TASK STATEMENT - Return every entry exactly as written.

DATA LISTING -
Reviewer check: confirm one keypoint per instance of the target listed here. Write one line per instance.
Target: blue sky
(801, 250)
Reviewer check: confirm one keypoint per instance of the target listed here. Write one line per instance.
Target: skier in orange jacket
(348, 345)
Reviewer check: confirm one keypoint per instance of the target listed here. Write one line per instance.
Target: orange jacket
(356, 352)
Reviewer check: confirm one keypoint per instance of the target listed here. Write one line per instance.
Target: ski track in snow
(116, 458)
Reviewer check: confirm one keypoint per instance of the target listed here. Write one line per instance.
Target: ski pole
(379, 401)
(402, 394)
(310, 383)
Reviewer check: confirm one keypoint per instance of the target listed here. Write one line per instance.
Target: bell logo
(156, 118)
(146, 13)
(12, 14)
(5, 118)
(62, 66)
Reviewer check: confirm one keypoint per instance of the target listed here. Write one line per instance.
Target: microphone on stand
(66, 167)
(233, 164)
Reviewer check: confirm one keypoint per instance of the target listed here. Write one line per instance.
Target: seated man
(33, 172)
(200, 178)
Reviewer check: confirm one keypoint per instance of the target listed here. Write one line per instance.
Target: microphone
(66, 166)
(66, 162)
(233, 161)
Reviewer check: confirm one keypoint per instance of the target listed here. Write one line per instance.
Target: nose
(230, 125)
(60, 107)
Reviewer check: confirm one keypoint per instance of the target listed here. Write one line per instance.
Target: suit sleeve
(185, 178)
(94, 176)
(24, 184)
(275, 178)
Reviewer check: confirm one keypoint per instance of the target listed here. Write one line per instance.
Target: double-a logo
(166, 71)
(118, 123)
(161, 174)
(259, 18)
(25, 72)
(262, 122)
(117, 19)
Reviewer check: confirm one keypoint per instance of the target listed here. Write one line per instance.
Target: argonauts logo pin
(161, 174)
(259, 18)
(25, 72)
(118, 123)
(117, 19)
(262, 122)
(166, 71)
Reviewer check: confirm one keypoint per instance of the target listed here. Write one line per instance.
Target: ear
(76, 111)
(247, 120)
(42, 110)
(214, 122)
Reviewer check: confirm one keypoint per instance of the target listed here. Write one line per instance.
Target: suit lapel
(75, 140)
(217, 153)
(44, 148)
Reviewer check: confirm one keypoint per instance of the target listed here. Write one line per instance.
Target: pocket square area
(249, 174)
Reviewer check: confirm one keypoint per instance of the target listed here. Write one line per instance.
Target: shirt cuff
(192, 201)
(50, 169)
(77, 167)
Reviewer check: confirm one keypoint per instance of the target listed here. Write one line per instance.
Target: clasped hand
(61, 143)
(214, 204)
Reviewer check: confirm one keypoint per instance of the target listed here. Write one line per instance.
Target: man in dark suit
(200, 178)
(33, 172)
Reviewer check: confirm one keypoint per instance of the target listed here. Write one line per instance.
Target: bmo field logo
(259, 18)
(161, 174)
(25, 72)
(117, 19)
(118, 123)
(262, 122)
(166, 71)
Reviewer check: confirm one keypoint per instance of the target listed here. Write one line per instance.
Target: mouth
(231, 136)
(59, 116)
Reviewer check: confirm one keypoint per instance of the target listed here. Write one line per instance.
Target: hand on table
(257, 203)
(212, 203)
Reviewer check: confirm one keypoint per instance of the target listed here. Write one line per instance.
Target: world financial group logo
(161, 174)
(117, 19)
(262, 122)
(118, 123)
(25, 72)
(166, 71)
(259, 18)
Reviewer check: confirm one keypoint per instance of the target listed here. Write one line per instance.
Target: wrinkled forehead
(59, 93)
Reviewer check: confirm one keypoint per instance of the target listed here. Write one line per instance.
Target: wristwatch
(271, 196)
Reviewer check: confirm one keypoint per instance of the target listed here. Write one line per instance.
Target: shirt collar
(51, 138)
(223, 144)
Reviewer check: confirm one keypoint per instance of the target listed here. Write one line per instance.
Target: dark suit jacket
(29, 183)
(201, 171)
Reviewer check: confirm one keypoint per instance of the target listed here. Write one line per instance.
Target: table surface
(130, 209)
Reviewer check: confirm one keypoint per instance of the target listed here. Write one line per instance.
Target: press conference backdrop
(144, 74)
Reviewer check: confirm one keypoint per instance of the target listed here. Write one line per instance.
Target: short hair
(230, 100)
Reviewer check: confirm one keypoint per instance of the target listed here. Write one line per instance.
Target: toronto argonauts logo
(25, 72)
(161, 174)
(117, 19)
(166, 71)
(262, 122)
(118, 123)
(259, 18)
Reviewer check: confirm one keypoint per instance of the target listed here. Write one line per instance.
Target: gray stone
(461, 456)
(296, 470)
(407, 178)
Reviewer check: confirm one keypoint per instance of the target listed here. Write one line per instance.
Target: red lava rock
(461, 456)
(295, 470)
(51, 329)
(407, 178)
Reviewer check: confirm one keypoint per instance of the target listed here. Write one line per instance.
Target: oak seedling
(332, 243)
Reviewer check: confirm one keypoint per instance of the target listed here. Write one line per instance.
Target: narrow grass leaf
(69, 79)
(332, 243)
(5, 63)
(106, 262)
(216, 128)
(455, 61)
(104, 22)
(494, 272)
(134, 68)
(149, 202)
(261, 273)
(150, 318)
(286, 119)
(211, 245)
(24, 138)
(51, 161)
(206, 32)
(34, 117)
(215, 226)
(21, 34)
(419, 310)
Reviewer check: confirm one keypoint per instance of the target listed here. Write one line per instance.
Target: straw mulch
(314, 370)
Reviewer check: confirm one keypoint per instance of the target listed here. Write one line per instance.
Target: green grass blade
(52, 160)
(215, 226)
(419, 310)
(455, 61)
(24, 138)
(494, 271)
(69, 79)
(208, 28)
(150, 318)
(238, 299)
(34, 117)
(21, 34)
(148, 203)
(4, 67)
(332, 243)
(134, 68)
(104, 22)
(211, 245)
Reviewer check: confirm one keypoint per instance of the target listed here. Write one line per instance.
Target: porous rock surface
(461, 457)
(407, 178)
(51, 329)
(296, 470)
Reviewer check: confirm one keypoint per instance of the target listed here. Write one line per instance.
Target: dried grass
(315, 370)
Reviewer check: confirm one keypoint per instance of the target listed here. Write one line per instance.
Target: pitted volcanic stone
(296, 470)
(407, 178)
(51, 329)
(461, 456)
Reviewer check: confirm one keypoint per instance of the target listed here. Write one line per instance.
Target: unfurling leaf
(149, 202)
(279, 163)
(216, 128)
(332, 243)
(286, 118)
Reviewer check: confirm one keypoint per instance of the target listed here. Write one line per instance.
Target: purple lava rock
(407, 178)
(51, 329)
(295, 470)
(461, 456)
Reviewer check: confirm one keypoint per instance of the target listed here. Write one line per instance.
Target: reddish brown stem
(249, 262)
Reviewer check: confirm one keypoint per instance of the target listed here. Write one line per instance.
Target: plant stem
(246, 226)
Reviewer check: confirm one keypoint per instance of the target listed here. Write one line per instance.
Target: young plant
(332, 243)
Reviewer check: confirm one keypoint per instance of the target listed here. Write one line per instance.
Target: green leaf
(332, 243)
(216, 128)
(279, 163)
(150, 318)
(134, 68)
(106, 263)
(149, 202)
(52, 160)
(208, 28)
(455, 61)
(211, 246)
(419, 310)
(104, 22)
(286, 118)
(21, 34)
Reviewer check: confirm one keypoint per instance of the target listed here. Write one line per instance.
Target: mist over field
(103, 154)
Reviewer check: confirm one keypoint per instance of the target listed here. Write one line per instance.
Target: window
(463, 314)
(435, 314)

EXPECTED ANSWER -
Reviewer check: confirm one keypoint per instance of the target listed here. Write one line per instance.
Target: blue sky
(801, 250)
Reviewer check: confirm one keypoint per instance of the target listed here. Write one line per instance.
Target: skier in orange jacket
(348, 345)
Reviewer check: confirm one keypoint per instance of the target listed here. Write one line per instance.
Target: orange jacket
(356, 352)
Reviewer check: confirm one keypoint per instance of the target listed here. Write one line per instance.
Target: ski track in snow
(116, 458)
Reviewer check: confirm one keypoint per instance of the target listed here. Write one line per instance.
Target: ski pole
(379, 401)
(402, 394)
(310, 383)
Reviewer check: confirm one keypoint per instance of the target listed here. Write one line per instance.
Target: bell logo
(156, 118)
(146, 13)
(12, 14)
(5, 118)
(62, 66)
Reviewer check: confirm one keypoint per instance of the target listed here. Write one line per instance.
Target: microphone on stand
(66, 167)
(233, 164)
Reviewer check: confirm one keypoint per instance of the target listed here. Write one line per instance.
Target: seated man
(33, 172)
(200, 178)
Reviewer check: confirm one keypoint per instance of the target listed here. Write one line per instance.
Target: microphone
(66, 166)
(66, 162)
(233, 161)
Reviewer check: confirm one keypoint per instance of the target listed here. Write one line per instance.
Target: nose
(230, 125)
(60, 107)
Reviewer check: confirm one keypoint per instance of the target listed here. Write one line per instance.
Target: suit sleeve
(185, 178)
(94, 176)
(24, 184)
(275, 178)
Reviewer check: confirm one keypoint per instance of the target listed here. Write one line per instance.
Target: double-a logo
(166, 71)
(118, 123)
(161, 174)
(259, 18)
(25, 72)
(262, 122)
(117, 19)
Reviewer check: confirm one keypoint per instance of the target listed here. Write one line per instance.
Target: argonauts logo pin
(161, 174)
(259, 18)
(25, 72)
(118, 123)
(117, 19)
(262, 122)
(166, 71)
Reviewer check: confirm one keypoint per instance of the target listed here. Write one line per instance.
Target: ear
(76, 111)
(247, 120)
(42, 110)
(214, 122)
Reviewer check: confirm one keypoint per instance of the target listed here. Write one line per instance.
Target: suit lapel
(75, 140)
(217, 153)
(44, 148)
Reviewer check: confirm one keypoint per instance of the target listed here. Write one line per instance.
Target: pocket square area
(249, 174)
Reviewer check: confirm one keypoint per instance of the target listed here. Write one line per instance.
Target: shirt cuff
(192, 201)
(50, 169)
(77, 167)
Reviewer check: confirm one keypoint per instance of the target listed here. Write one line per instance.
Target: clasped hand
(61, 143)
(214, 204)
Reviewer check: confirm one keypoint per instance of the target listed here. Write one line per instance.
Target: man in dark suit
(200, 178)
(33, 172)
Reviewer check: confirm one keypoint per instance of the target listed here. Write one line per instance.
Target: bmo field logo
(259, 18)
(161, 174)
(25, 72)
(117, 19)
(118, 123)
(262, 122)
(166, 71)
Reviewer check: confirm one keypoint per instance of the target listed here. Write one line per instance.
Target: mouth
(231, 136)
(59, 116)
Reviewer check: confirm one keypoint per instance of the target listed here. Write one line per instance.
Target: hand on table
(257, 203)
(212, 203)
Reviewer check: confirm one keypoint per instance of the target listed here. Write one line per instance.
Target: world financial group logo
(161, 174)
(117, 19)
(262, 122)
(118, 123)
(25, 72)
(166, 71)
(259, 18)
Reviewer check: confirm one keypoint per instance of the target listed here. Write one line per instance.
Target: wrinkled forehead
(59, 93)
Reviewer check: confirm one keypoint per instance of the target listed here. Write one line per instance.
Target: wristwatch
(271, 196)
Reviewer check: confirm one keypoint per instance of the target listed here. Write one line per instance.
Target: shirt collar
(51, 138)
(223, 144)
Reviewer check: confirm one keypoint per instance of the target listed here. Write one line per instance.
Target: dark suit jacket
(29, 183)
(201, 171)
Reviewer check: confirm one keypoint per instance of the target listed here. Write one line per instance.
Target: table surface
(130, 209)
Reviewer check: confirm one keypoint per instance of the target listed here. Write one line per instance.
Target: press conference backdrop
(144, 74)
Reviewer check: confirm one keypoint per instance of the target listed here. Write one line per instance.
Target: short hair
(230, 100)
Reviewer check: confirm one keypoint per instance of the target listed here. Write one line per instance.
Target: toronto argonauts logo
(25, 72)
(161, 174)
(117, 19)
(166, 71)
(262, 122)
(118, 123)
(259, 18)
Reviewer check: confirm one keypoint per instance of the target listed here. Write one line per instance.
Target: gray stone
(461, 456)
(296, 470)
(407, 178)
Reviewer check: confirm one keypoint per instance of the target listed here. Write one line per instance.
Target: red lava rock
(461, 456)
(295, 470)
(51, 329)
(407, 178)
Reviewer check: confirm one keypoint per instance of the target listed here. Write one line per instance.
Target: oak seedling
(332, 243)
Reviewer check: confirm one keypoint per instance of the target listed here. Write one line per instance.
Target: narrow grass leaf
(69, 79)
(332, 243)
(5, 63)
(106, 262)
(216, 128)
(455, 61)
(104, 22)
(494, 272)
(134, 68)
(149, 202)
(261, 273)
(150, 318)
(286, 119)
(211, 245)
(24, 138)
(51, 161)
(206, 32)
(34, 117)
(215, 226)
(21, 34)
(419, 310)
Reviewer check: confirm one keypoint per instance of the target listed here. Write one line per instance.
Target: straw mulch
(314, 370)
Reviewer check: confirm one keypoint per instance of the target listed here. Write one line per instance.
Target: green grass blade
(52, 160)
(215, 226)
(419, 310)
(455, 61)
(24, 138)
(494, 271)
(69, 79)
(208, 28)
(150, 318)
(238, 299)
(34, 117)
(21, 34)
(148, 203)
(4, 67)
(332, 243)
(134, 68)
(104, 22)
(211, 245)
Reviewer check: confirm one keypoint per instance of the target listed here. Write one line per instance.
Target: porous rock surface
(461, 457)
(407, 178)
(51, 329)
(296, 470)
Reviewer check: confirm one keypoint per instance of the target listed here. Write one line per instance.
Target: dried grass
(315, 370)
Reviewer check: confirm one keypoint per instance of the target listed here. Write one line per instance.
Target: pitted volcanic stone
(296, 470)
(407, 178)
(51, 329)
(461, 456)
Reviewer check: confirm one keypoint per instance of the target listed here. Write one line per instance.
Target: unfurling leaf
(149, 202)
(279, 163)
(216, 128)
(332, 243)
(286, 118)
Reviewer check: confirm one keypoint per instance of the target listed here. Write one line per instance.
Target: purple lava rock
(407, 178)
(51, 329)
(295, 470)
(461, 456)
Reviewer check: confirm one keypoint per instance of the target listed here. Write one line per instance.
Target: reddish brown stem
(249, 262)
Reviewer check: confirm one keypoint per instance of the target listed here. Write one line per instance.
Target: plant stem
(246, 226)
Reviewer check: confirm one keypoint per instance of the target listed here. Write one line per instance.
Target: young plant
(332, 243)
Reviewer check: confirm one keypoint per instance of the target listed here. Write one line per instance.
Target: green leaf
(332, 243)
(216, 128)
(279, 163)
(150, 318)
(134, 68)
(106, 263)
(149, 202)
(52, 160)
(208, 28)
(455, 61)
(211, 246)
(419, 310)
(104, 22)
(286, 118)
(21, 34)
Reviewer check: confirm one keypoint per instance of the target listed here. Write one line per instance.
Target: mist over field
(103, 154)
Reviewer check: confirm one keypoint per instance of the target listed here. Write one line per instance.
Target: window
(463, 314)
(435, 314)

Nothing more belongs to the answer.